Say whether each of these statements agrees with the claw-vector description. Answer yes or no and quote the words from the description that decide it. 1. The engine starts with Flat indexing and moves to HNSW as collections grow. 2. The embedding microservice is reachable only over HTTP. 3. Search responses return ranked hits and nothing else.

PAGE EXTRACT
★ ★ ★ ★ ★
Skip to content

Claw-DB/claw-vector

Repository files navigation

claw-vector

claw-vector is the semantic memory engine behind ClawDB. It combines SQLite-backed metadata and FTS5 keyword search, memory-mapped vector persistence, adaptive Flat and HNSW indexing, hybrid retrieval, metadata filtering, reranking, and a Python embedding microservice exposed over gRPC and HTTP.

What It Provides

  • Persistent vector storage with SQLite metadata and mmap-backed raw vectors.
  • Automatic index selection: Flat for small collections, HNSW once collections grow.
  • ANN, filtered, and hybrid vector plus keyword retrieval.
  • Search responses that include both ranked hits and execution metrics.
  • A Python embedding service built on sentence-transformers with Prometheus metrics and health probes.
  • Rust library and gRPC server entrypoints for application integration.
★ ★ ★ ★ ★
SUPPLIED DATA
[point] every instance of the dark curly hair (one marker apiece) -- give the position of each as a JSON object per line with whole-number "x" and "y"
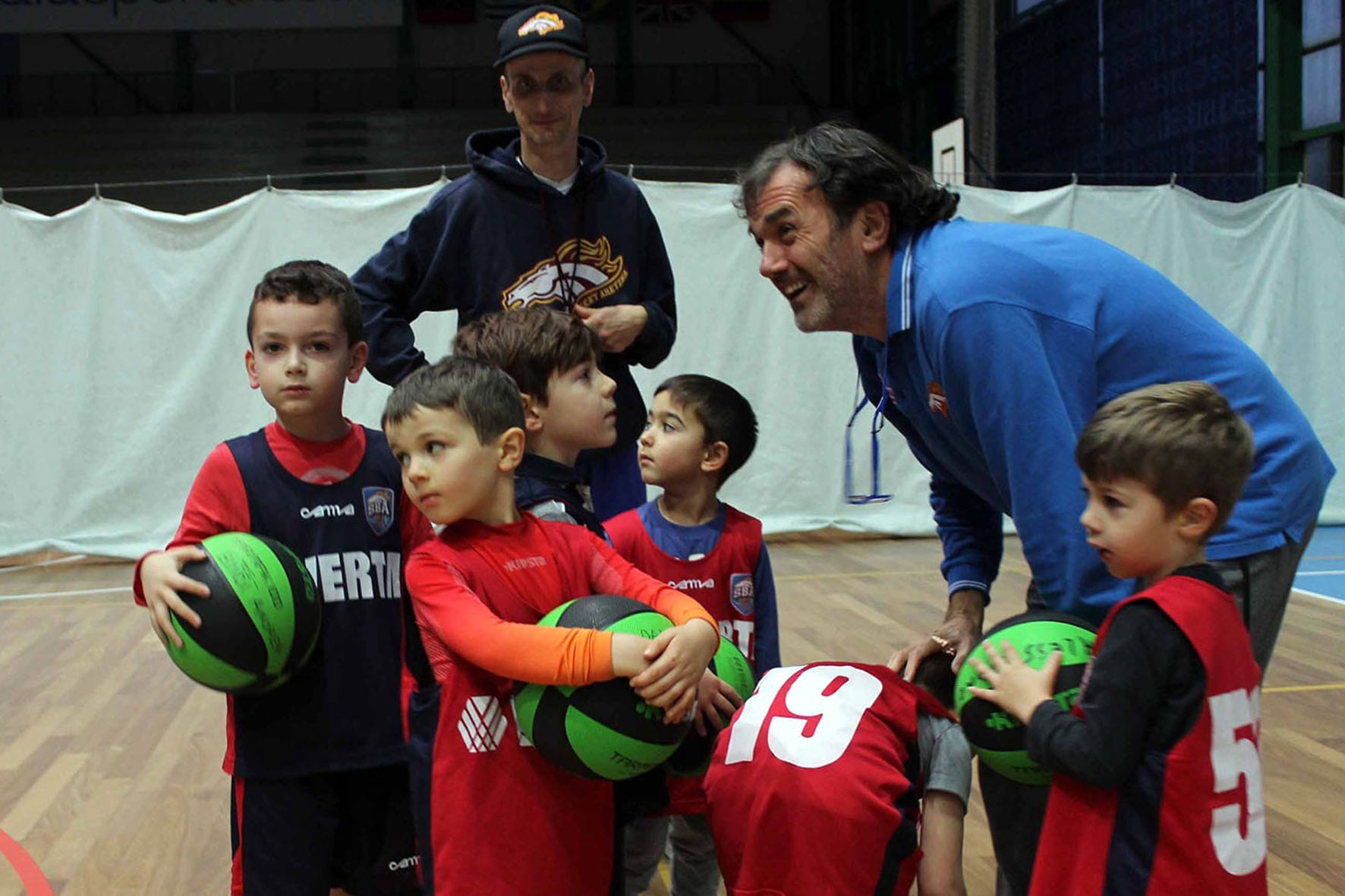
{"x": 852, "y": 167}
★ ★ ★ ★ ★
EXERCISE OUTPUT
1. Yes: "Flat for small collections, HNSW once collections grow"
2. No: "a Python embedding microservice exposed over gRPC and HTTP"
3. No: "Search responses that include both ranked hits and execution metrics"